## BEGIN Provided records

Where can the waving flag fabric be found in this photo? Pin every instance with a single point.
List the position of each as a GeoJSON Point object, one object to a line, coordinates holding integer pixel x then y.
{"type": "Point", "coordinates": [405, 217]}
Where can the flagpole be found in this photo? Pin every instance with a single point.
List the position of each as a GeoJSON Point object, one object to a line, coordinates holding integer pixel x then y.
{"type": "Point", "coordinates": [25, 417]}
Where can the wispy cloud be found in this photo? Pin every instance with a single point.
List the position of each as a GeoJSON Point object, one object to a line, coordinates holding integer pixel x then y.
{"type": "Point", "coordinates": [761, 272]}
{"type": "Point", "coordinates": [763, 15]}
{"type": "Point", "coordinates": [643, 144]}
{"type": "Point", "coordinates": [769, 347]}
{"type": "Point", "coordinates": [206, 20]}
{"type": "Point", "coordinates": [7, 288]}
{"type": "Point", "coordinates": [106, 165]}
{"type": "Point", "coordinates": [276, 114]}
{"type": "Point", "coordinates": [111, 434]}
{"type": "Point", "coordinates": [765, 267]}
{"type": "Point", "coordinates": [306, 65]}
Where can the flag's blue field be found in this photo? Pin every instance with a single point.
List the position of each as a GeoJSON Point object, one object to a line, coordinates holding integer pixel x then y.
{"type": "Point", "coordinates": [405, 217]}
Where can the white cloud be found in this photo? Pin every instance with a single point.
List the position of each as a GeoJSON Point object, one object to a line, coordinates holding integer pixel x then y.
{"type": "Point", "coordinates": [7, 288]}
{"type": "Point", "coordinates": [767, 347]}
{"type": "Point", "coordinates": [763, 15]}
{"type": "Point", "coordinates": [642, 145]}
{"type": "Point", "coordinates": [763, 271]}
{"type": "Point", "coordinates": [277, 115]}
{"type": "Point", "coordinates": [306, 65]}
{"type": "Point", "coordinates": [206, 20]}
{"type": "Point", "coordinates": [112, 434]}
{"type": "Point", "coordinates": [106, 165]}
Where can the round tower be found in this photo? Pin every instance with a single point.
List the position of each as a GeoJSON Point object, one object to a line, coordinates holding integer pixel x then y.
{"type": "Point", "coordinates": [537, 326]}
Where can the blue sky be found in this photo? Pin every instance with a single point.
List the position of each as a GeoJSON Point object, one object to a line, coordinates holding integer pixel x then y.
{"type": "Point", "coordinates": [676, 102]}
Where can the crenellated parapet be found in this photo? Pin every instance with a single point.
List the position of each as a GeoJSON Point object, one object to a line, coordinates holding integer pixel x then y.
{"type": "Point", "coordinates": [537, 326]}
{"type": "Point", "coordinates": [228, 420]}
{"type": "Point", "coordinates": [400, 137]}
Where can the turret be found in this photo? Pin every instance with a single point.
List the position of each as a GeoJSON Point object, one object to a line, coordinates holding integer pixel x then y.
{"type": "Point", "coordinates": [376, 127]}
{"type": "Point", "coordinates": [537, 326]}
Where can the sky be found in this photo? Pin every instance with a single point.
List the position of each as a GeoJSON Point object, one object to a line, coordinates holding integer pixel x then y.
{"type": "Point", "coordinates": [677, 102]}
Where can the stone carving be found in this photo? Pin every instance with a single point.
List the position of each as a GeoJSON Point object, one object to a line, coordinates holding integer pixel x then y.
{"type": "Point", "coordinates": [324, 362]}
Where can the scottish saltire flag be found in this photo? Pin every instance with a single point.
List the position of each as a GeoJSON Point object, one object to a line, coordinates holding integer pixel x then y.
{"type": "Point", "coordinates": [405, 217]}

## END Provided records

**Exercise:** Copy all of the records above word for word, line by line.

**Response below:**
Where can the waving flag fabric be found in this photo? Pin every instance with a single point.
List the position of each as a GeoJSON Point object, one object to a line, coordinates holding integer pixel x then y.
{"type": "Point", "coordinates": [405, 217]}
Where can the flagpole be found in this photo? Pin every instance with a single point.
List the position of each as a GeoJSON Point object, one object to a line, coordinates holding integer pixel x then y.
{"type": "Point", "coordinates": [25, 417]}
Where can the wispy cloud be found in this photo? Pin every instance with a single point.
List the position of each as a GeoJSON Point object, one object to a line, coordinates holding integer pixel x then y.
{"type": "Point", "coordinates": [761, 272]}
{"type": "Point", "coordinates": [763, 15]}
{"type": "Point", "coordinates": [643, 144]}
{"type": "Point", "coordinates": [769, 347]}
{"type": "Point", "coordinates": [206, 20]}
{"type": "Point", "coordinates": [7, 288]}
{"type": "Point", "coordinates": [106, 165]}
{"type": "Point", "coordinates": [276, 114]}
{"type": "Point", "coordinates": [111, 434]}
{"type": "Point", "coordinates": [765, 267]}
{"type": "Point", "coordinates": [306, 65]}
Where can the flag's blue field be found in this photo? Pin every instance with a single point.
List the position of each as a GeoJSON Point object, one object to a line, coordinates holding integer pixel x then y.
{"type": "Point", "coordinates": [405, 217]}
Where can the white cloud be found in this photo? Pin every instance with a single point.
List the position of each as a GeoJSON Point object, one object to a line, coordinates holding integer pixel x then y.
{"type": "Point", "coordinates": [7, 288]}
{"type": "Point", "coordinates": [767, 347]}
{"type": "Point", "coordinates": [763, 15]}
{"type": "Point", "coordinates": [642, 145]}
{"type": "Point", "coordinates": [763, 271]}
{"type": "Point", "coordinates": [277, 115]}
{"type": "Point", "coordinates": [306, 65]}
{"type": "Point", "coordinates": [206, 20]}
{"type": "Point", "coordinates": [112, 434]}
{"type": "Point", "coordinates": [106, 165]}
Where can the round tower be found in this photo? Pin every instance with a single point.
List the position of each as a GeoJSON Point object, one object to a line, coordinates holding integer pixel x then y.
{"type": "Point", "coordinates": [537, 326]}
Where can the blue sky be found in this photo? Pin every instance with a single point.
List the position of each as a GeoJSON Point object, one object to a line, coordinates holding integer pixel x then y.
{"type": "Point", "coordinates": [676, 102]}
Where can the crenellated parapet be found in this photo? Pin every instance with a single point.
List the position of each as a GeoJSON Point object, one object to a line, coordinates holding integer pixel x then y.
{"type": "Point", "coordinates": [537, 326]}
{"type": "Point", "coordinates": [228, 420]}
{"type": "Point", "coordinates": [400, 137]}
Where can the turret be found in this photo? Pin every instance with a single point.
List the position of each as a GeoJSON Point object, one object to a line, coordinates holding integer pixel x then y.
{"type": "Point", "coordinates": [376, 127]}
{"type": "Point", "coordinates": [537, 326]}
Where can the sky be found in this photo? Pin every instance with a single point.
List the position of each as a GeoJSON Point object, one object to a line, coordinates holding integer pixel x then y.
{"type": "Point", "coordinates": [677, 102]}
Where can the stone carving be found in this photo? Pin every instance with a single point.
List the position of each as a GeoJSON Point object, one object to a line, coordinates holding integer pixel x then y.
{"type": "Point", "coordinates": [324, 362]}
Where can the scottish saltire flag be found in this photo? Pin every instance with a single point.
List the position of each as a GeoJSON Point object, one object to a line, coordinates holding integer pixel x then y.
{"type": "Point", "coordinates": [405, 217]}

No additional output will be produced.